> Stored items:
BEGIN

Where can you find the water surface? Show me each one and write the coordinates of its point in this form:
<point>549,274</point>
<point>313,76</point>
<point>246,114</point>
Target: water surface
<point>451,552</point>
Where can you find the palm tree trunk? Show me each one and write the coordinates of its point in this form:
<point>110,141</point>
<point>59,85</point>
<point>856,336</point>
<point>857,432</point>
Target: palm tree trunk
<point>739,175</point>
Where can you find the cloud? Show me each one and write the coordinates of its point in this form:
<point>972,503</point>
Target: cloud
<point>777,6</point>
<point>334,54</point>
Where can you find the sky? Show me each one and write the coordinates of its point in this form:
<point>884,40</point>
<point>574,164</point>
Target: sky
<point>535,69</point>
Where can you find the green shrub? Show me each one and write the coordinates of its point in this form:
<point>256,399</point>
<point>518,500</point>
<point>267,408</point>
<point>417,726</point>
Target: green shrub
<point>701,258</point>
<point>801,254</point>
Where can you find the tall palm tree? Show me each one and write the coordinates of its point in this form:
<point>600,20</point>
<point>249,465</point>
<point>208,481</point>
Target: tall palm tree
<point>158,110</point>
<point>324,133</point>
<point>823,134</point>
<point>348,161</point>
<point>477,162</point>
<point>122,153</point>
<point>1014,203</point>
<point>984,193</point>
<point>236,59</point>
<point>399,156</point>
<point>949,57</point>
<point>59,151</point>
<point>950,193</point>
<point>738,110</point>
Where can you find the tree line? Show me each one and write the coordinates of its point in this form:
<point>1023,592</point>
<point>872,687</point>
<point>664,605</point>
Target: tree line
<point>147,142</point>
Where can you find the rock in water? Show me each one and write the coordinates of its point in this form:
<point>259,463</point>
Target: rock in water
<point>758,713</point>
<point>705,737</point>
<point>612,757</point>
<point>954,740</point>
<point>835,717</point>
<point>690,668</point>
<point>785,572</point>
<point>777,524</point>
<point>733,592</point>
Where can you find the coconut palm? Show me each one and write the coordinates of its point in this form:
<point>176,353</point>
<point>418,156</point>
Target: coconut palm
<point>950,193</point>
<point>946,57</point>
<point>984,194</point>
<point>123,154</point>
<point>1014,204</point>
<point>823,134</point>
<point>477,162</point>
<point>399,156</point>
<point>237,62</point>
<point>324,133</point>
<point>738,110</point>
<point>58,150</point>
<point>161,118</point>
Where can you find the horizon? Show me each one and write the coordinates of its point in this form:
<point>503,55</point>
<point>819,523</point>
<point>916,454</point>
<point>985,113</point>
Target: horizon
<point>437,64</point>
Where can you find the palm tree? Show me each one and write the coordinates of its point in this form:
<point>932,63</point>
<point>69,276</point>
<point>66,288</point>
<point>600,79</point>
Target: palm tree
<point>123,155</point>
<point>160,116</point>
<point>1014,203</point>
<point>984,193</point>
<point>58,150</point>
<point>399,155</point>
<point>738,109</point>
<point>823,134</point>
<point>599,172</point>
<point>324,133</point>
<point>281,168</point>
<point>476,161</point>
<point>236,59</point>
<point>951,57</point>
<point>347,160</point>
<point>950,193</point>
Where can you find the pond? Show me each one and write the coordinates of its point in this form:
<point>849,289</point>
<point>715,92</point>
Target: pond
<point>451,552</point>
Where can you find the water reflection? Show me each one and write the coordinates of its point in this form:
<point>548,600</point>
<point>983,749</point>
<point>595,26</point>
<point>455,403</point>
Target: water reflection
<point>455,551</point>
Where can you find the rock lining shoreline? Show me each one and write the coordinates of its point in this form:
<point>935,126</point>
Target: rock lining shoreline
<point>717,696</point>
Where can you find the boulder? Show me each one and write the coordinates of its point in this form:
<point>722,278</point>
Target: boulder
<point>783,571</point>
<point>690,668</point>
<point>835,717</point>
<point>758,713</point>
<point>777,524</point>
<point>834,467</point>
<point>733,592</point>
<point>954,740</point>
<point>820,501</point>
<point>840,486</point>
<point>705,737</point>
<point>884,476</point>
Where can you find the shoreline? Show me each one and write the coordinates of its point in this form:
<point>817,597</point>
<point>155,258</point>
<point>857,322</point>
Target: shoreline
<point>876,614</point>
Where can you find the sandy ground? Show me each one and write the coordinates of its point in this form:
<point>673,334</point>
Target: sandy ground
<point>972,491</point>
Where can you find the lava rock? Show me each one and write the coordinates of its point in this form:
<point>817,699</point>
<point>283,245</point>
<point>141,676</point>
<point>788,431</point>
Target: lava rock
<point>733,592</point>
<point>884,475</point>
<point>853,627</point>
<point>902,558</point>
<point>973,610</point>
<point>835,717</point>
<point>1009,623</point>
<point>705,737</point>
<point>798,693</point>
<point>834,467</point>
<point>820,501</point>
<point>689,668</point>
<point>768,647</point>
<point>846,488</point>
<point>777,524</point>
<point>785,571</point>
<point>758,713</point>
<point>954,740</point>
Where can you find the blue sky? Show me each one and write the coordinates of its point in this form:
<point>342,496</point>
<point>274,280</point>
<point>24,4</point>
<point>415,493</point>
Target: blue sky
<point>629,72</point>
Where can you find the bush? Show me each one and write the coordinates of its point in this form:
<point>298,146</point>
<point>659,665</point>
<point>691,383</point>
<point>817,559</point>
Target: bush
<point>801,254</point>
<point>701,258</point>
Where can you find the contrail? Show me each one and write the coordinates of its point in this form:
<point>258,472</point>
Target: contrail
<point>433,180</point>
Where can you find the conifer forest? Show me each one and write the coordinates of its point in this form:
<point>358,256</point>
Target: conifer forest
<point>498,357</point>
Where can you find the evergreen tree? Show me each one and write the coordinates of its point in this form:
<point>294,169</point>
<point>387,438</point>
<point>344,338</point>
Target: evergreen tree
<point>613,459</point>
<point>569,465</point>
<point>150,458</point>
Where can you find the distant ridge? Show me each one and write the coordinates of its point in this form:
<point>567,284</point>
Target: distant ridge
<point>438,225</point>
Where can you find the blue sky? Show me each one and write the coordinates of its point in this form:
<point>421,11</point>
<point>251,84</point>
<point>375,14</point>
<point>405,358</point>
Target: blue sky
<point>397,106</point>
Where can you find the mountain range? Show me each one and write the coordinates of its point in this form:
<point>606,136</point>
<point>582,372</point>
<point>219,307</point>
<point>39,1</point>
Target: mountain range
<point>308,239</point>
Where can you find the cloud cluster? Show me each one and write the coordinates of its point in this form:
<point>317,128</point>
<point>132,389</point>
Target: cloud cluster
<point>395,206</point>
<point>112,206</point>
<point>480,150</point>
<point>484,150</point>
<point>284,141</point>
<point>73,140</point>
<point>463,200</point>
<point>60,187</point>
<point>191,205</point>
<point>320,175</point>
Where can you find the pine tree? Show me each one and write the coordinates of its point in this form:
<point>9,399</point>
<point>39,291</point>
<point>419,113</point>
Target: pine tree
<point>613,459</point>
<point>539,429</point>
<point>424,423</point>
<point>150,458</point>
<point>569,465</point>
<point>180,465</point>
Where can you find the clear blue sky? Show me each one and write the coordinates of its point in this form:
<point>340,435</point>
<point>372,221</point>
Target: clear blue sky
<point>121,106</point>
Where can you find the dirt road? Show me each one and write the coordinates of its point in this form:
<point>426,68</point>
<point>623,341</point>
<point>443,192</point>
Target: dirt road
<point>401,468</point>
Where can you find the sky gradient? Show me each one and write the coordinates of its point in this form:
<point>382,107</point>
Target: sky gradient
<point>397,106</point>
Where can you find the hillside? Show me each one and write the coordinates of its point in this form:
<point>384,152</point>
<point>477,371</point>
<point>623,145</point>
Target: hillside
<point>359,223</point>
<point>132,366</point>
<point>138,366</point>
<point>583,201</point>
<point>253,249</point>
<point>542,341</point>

END

Rewrite the entries from the line with "Where can you find the dirt" through the last entry, swapping "hillside" for "grassy slope" and leaving everything else the same.

Where can you find the dirt road? Show me each one and write the coordinates of its point in this form:
<point>426,68</point>
<point>623,341</point>
<point>443,192</point>
Target: dirt road
<point>401,468</point>
Where can you find the sky gradient? Show me each one and write the coordinates of its point in this form:
<point>382,107</point>
Target: sky gradient
<point>397,106</point>
Where can you find the grassy slope? Show me each one and write the coordinates of its point in this form:
<point>384,152</point>
<point>477,371</point>
<point>623,145</point>
Target: grassy slope
<point>359,223</point>
<point>132,366</point>
<point>138,366</point>
<point>583,201</point>
<point>253,249</point>
<point>542,341</point>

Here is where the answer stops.